Your task
Down to the last line, output the records below exactly.

BEGIN Material for this task

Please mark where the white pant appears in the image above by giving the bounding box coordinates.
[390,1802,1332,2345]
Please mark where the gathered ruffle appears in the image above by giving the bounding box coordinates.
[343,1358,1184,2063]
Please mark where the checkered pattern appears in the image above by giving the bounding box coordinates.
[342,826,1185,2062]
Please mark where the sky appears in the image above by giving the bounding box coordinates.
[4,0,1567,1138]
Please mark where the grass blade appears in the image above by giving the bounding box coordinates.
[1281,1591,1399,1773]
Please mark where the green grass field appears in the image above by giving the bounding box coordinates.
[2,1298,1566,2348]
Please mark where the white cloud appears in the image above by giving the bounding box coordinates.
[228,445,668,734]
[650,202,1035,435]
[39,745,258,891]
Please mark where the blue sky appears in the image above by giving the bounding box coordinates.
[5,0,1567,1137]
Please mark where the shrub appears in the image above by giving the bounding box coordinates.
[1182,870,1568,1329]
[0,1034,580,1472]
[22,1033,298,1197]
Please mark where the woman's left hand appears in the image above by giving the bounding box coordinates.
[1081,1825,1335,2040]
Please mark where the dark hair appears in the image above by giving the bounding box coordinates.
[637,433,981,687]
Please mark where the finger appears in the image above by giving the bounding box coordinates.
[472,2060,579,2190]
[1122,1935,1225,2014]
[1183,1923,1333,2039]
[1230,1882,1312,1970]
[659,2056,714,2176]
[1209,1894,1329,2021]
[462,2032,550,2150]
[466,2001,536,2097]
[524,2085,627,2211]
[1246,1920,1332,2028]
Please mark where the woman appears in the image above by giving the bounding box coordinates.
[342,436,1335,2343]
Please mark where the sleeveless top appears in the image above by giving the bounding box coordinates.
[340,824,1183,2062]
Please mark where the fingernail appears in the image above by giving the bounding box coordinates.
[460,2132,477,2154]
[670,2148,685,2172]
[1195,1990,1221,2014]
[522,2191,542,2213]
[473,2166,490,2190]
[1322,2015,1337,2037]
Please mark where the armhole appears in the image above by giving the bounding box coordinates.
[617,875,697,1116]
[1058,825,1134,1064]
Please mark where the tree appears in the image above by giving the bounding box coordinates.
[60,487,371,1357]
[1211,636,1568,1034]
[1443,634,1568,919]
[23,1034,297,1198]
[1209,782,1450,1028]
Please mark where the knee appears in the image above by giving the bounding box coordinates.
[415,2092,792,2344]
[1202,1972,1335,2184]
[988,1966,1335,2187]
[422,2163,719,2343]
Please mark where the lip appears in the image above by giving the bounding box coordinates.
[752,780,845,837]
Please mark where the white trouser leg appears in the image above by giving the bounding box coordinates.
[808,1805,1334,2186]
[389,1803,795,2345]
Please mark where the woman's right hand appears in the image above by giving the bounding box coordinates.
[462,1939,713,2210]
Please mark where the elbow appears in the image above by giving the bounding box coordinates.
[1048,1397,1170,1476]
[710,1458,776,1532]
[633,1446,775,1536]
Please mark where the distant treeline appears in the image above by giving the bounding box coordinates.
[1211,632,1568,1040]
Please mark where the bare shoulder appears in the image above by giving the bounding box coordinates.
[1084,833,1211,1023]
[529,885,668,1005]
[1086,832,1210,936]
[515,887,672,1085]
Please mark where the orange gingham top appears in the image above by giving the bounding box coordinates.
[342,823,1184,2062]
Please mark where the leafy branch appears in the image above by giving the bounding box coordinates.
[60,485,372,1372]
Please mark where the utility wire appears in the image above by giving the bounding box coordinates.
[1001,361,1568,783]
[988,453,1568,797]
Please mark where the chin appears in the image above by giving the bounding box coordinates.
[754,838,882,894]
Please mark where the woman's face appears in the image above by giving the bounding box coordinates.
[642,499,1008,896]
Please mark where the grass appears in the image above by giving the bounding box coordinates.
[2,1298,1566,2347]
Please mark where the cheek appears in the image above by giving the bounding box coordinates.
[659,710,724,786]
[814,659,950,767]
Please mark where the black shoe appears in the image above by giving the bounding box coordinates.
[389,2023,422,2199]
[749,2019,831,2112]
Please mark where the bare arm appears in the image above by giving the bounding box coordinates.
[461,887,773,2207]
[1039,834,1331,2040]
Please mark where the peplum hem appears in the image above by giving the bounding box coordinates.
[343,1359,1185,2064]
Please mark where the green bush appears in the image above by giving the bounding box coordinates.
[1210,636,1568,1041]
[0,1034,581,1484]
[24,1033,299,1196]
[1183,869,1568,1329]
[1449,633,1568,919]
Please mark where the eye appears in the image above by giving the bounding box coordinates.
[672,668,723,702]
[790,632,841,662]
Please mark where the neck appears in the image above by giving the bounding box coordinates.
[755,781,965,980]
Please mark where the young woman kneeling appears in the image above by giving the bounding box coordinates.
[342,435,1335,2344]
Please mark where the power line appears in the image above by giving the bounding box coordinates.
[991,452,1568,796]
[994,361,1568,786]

END Material for this task

Solution below
Please mark where the white pant appears in the image above by giving the bounding box coordinates.
[390,1802,1332,2345]
Please mark where the gathered ruffle appears in the image above by giving the bounding box coordinates.
[343,1358,1184,2063]
Please mark where the checkered pattern appears in the image above by giving the bounding box coordinates.
[342,826,1185,2062]
Please mark where the sky appears in the image above by giving the bounding box coordinates.
[4,0,1567,1138]
Please mark where the grass blade appears in the image above by giving the bounding box coordinates.
[1281,1591,1399,1773]
Please mark where the green grass field appears in the image above by giving the bounding box coordinates.
[2,1298,1566,2348]
Please mark where the white cloud appears in the image above by giving the bounding box coordinates.
[228,445,668,734]
[650,202,1035,435]
[39,745,258,891]
Please mark where the blue sky appears in the image above by giving the bounding box coordinates.
[5,0,1567,1137]
Please mark where the shrub appears in the image above by giving the bounding box coordinates.
[1182,870,1568,1329]
[0,1034,580,1472]
[22,1033,298,1197]
Please mark where the woman's left hand appears in the image above by giving the bounding box coordinates.
[1081,1825,1335,2040]
Please mark where the dark hair appears in the image above by giving the bounding box coordinates.
[637,433,981,687]
Please mark where the finger appears in the image above by giving the bounding box coordinates.
[472,2060,579,2190]
[1122,1935,1225,2014]
[1183,1923,1333,2039]
[1230,1882,1312,1970]
[659,2056,714,2176]
[1209,1894,1329,2021]
[462,2032,550,2150]
[466,2001,536,2097]
[524,2085,627,2211]
[1246,1920,1332,2028]
Please mark where the woman appears in the image above by giving the bounding box coordinates.
[342,436,1335,2343]
Please mark where the sleeveless top appears in the image above by giving the bounding box coordinates.
[340,824,1183,2062]
Please mark where the fingernail appears in the image above by giving the bounding box coordinates.
[460,2132,477,2154]
[670,2148,685,2172]
[1195,1990,1221,2014]
[522,2191,542,2213]
[473,2166,490,2190]
[1322,2015,1337,2037]
Please mark where the armhole appears in the image above by giving the bounding box coordinates.
[617,875,697,1116]
[1058,825,1134,1064]
Please mark where the tree appears in the image above by giving the bounding box coordinates.
[60,487,371,1357]
[1211,636,1568,1034]
[1443,634,1568,919]
[23,1034,297,1198]
[1209,782,1450,1028]
Please mark where the knee appears in the image above by giving the bounding box coordinates.
[415,2092,792,2344]
[1202,1972,1335,2184]
[988,1966,1335,2187]
[422,2163,719,2343]
Please mark where the lip appears in the image above by giving the bounding box coordinates.
[752,780,845,837]
Please mark where the white trouser leg appears in the image above by giving the bounding box coordinates.
[808,1805,1334,2186]
[389,1803,795,2345]
Please mark where the woman's right hand appears in the image above by giving the bounding box coordinates.
[462,1939,713,2210]
Please mark where the elbow appears in the image above by giving the bounding box coordinates.
[1048,1397,1170,1476]
[710,1458,776,1532]
[633,1446,775,1536]
Please mark where the distant treeline appears in the image above by giving the bounding box coordinates.
[1211,632,1568,1040]
Please mark where the bare shoulder appears in the image above by giving the bounding box coordinates.
[1084,833,1211,1023]
[529,885,668,1005]
[1086,832,1210,936]
[515,887,672,1085]
Please mark where the orange gingham top appears in the image above by giving the bounding box coordinates.
[342,823,1184,2062]
Please mark where the leafy branch appears in the image above by giving the bounding box coordinates.
[60,485,372,1372]
Please mark where the utility wire appears in the image above by giving the bounding box coordinates.
[1001,361,1568,783]
[988,453,1568,797]
Please mark where the chin appears in the image above by giving the bounding box coordinates.
[754,838,882,894]
Please mark where the woman's face appears in the image above by giving the bounding box coordinates.
[642,499,1008,896]
Please mark where the grass appears in the image above by giving the bounding box coordinates.
[2,1298,1566,2347]
Please mark where the cheek appears in the image above by giving the bounding box coordinates.
[659,710,724,786]
[814,659,950,767]
Please mark where the black shoe appears in the image above by giving the bounding box coordinates.
[389,2023,422,2199]
[749,2019,831,2112]
Please mark where the bare arm appears in the image above by giving the bounding box coordinates.
[461,887,773,2207]
[1039,834,1331,2040]
Please mark where the peplum hem appears in the image above by giving the bounding box coordinates.
[343,1359,1185,2064]
Please mark where the green bush appears in the image above by giving the bounding box coordinates.
[1210,636,1568,1041]
[0,1034,581,1484]
[24,1033,299,1196]
[1183,869,1568,1329]
[1449,633,1568,919]
Please mark where the eye appears in the image above by giving the bounding box coordinates.
[672,668,723,702]
[790,632,841,662]
Please mark where the neck appears in the image above by giving the bounding box coordinates.
[755,781,965,980]
Please mark where the young woman kneeling appears in the image above by giving the bounding box coordinates.
[342,435,1335,2344]
Please mark where the power line appears in the image above by giving the bounding box coordinates.
[991,452,1568,796]
[994,361,1568,786]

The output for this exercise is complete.